If the program feels like a good fit, we can discuss next steps during the call. If you'd prefer to take some time to think about it, you're welcome to do that.
There's no pressure to make a decision during the conversation.
Additional Questions
What is ADHD, and how does it relate to the challenges you address?
ADHD is a neurodevelopmental condition associated with differences in attention, motivation, memory, self-regulation, and executive function.
In adults, ADHD often shows up less as hyperactivity and more as difficulty getting started, following through, managing time, remembering intentions, maintaining routines, making decisions, and staying organized over time.
Many of the challenges people experience at home are connected to these differences. Systems that make sense are difficult to maintain. Tasks are postponed until they become urgent. Routines fall apart after interruptions. Organizing projects begin with enthusiasm but struggle to survive the realities of everyday life.
This is not a character flaw or a lack of effort. It's a different way of functioning that often requires different kinds of support.

Natural-language object grounding data:

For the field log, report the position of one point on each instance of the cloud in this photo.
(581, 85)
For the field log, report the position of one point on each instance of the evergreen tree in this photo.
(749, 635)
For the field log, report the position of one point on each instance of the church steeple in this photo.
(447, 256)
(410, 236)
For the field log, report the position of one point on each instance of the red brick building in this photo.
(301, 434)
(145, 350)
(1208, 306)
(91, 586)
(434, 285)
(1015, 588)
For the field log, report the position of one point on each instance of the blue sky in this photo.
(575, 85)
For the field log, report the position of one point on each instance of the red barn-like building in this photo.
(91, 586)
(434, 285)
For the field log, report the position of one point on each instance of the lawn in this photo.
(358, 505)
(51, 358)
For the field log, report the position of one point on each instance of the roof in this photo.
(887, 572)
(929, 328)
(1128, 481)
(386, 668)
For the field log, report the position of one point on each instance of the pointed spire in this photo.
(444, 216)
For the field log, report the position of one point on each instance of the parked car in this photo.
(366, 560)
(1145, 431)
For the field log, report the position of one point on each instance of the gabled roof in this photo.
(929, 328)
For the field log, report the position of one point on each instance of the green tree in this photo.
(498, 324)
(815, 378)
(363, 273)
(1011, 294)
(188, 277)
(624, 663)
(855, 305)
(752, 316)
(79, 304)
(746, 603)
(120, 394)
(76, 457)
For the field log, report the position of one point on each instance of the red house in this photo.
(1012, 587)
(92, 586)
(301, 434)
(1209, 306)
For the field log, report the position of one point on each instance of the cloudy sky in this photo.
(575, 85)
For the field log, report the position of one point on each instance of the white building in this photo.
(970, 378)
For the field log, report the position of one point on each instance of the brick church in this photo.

Work instructions ::
1. Answer these from the ADHD passage:
(a) What is there no pressure to do during the conversation?
(b) In adults, what does ADHD often show up less as?
(c) What two things does the passage say these differences are not?
2. Carry on the ADHD passage from its final sentence.
The lines have no connection to the ADHD passage.

Answer section ::
1.
(a) Make a decision.
(b) Hyperactivity.
(c) A character flaw or a lack of effort.

2.
My work is built around understanding those differences and helping clients develop habits, routines, structure, and support that fit who they are.
Do I need a formal ADHD diagnosis to work with you?
No. A formal diagnosis is not required.
Many adults who recognize themselves in the challenges described here have never been evaluated, are in the process of seeking a diagnosis, or identify as neurodivergent in other ways. If the patterns feel familiar and you're ready to understand what's getting in the way, you're welcome here.
That said, this program is specifically designed for people who have some awareness that their brain works differently. If you're not sure whether that describes you, the introductory call is a good place to find out.
What do you mean by consulting, coaching, and in-session practice?
These are three different ways I support clients, and most sessions include some combination of all three.
Coaching helps you build awareness, clarify what matters, and understand what's getting in the way. Through conversation and reflection, you develop a deeper understanding of how you function and what supports meaningful change.
Consulting is where I bring my expertise into the conversation. As a Certified Professional Organizer®, I may share ideas, recommendations, and organizing strategies drawn from years of experience helping people create more functional homes.
In-session practice shows up occasionally when it would be helpful to try something together. This might involve a brief exercise, a demonstration, or looking at a specific area of your home through the camera. These moments can help turn insight into action, but they are never a substitute for the work you do between sessions.
The organizing work itself happens between sessions, when you apply what you're learning in your own home and observe the results.
What is an Organizer-Coach?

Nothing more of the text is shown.